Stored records

# # # # #

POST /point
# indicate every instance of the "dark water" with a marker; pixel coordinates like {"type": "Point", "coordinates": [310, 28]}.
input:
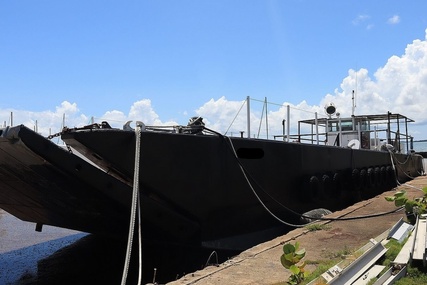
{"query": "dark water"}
{"type": "Point", "coordinates": [99, 260]}
{"type": "Point", "coordinates": [93, 260]}
{"type": "Point", "coordinates": [61, 256]}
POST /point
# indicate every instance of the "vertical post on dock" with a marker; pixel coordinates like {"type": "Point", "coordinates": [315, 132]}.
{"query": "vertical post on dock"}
{"type": "Point", "coordinates": [317, 128]}
{"type": "Point", "coordinates": [289, 122]}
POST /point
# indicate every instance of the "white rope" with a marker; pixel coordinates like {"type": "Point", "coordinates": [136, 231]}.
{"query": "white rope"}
{"type": "Point", "coordinates": [135, 209]}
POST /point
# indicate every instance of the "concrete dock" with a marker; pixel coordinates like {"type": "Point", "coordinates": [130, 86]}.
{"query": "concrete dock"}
{"type": "Point", "coordinates": [29, 257]}
{"type": "Point", "coordinates": [261, 264]}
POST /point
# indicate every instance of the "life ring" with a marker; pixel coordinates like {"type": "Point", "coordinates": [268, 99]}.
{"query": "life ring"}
{"type": "Point", "coordinates": [311, 189]}
{"type": "Point", "coordinates": [356, 179]}
{"type": "Point", "coordinates": [337, 185]}
{"type": "Point", "coordinates": [391, 176]}
{"type": "Point", "coordinates": [370, 177]}
{"type": "Point", "coordinates": [377, 176]}
{"type": "Point", "coordinates": [363, 179]}
{"type": "Point", "coordinates": [383, 176]}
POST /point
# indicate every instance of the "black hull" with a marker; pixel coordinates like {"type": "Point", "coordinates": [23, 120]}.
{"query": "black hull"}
{"type": "Point", "coordinates": [44, 183]}
{"type": "Point", "coordinates": [199, 177]}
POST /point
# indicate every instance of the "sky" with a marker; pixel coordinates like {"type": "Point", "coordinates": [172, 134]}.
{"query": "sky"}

# # # # #

YOUR INSTRUCTIONS | Which of the lines above hold the string "instance"? Copy each one.

THE ANSWER |
# indicate every instance of the "dark water" with a marker; pixel coordinates like {"type": "Point", "coordinates": [310, 28]}.
# indicate every instance of the "vertical post on dock" with a marker; pixel coordinates like {"type": "Point", "coordinates": [315, 132]}.
# indicate every instance of the "white rope" with a marker; pixel coordinates like {"type": "Point", "coordinates": [136, 231]}.
# indicate every instance of the "concrete dock" with a marker; pixel coordinates like {"type": "Point", "coordinates": [130, 86]}.
# indicate every instance of the "life ring" with a marker; pixel coordinates like {"type": "Point", "coordinates": [268, 99]}.
# indicate every instance of the "black hull" with a marker; pixel coordinates like {"type": "Point", "coordinates": [23, 120]}.
# indicate every instance of the "sky" with a marker; pixel coordinates like {"type": "Point", "coordinates": [172, 134]}.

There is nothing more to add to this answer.